Gather each line in the entries below that contains the word "covered" and copy every such line out in full.

__Given records__
....

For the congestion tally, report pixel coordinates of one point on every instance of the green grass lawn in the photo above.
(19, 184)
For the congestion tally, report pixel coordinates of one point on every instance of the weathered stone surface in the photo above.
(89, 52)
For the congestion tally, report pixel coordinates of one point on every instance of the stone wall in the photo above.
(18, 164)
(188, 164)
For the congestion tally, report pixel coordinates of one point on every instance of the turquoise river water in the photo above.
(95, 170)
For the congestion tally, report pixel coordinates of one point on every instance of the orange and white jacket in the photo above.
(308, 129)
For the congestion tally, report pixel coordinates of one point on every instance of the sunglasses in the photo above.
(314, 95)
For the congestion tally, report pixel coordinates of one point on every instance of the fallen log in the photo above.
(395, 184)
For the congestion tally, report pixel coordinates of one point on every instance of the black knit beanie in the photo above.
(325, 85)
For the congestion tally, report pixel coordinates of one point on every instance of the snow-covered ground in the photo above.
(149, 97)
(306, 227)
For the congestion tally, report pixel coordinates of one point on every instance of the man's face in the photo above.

....

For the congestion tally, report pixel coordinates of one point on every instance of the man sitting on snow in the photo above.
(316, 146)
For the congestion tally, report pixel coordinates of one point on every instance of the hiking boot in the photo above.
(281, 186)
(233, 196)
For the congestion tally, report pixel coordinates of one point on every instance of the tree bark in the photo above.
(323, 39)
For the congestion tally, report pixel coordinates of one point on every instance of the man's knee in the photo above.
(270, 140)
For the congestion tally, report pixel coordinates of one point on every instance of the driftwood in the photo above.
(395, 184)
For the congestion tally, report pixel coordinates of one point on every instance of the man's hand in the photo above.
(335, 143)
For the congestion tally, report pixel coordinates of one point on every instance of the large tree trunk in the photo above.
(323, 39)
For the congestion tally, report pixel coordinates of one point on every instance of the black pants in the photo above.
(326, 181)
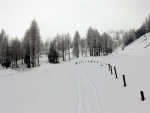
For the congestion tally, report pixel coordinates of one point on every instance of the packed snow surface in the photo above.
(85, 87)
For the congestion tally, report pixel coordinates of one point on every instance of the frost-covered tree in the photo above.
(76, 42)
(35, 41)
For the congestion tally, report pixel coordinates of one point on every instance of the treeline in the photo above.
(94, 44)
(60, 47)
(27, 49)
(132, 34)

....

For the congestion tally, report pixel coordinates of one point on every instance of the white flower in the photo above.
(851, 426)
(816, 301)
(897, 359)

....

__Finished exercise__
For the congestion tally, report pixel coordinates of one point on every instance of the snow-covered ground in the photo above.
For the congestion tally, report pixel coordinates of one point on every instance of the frost-covered tree in the photo above.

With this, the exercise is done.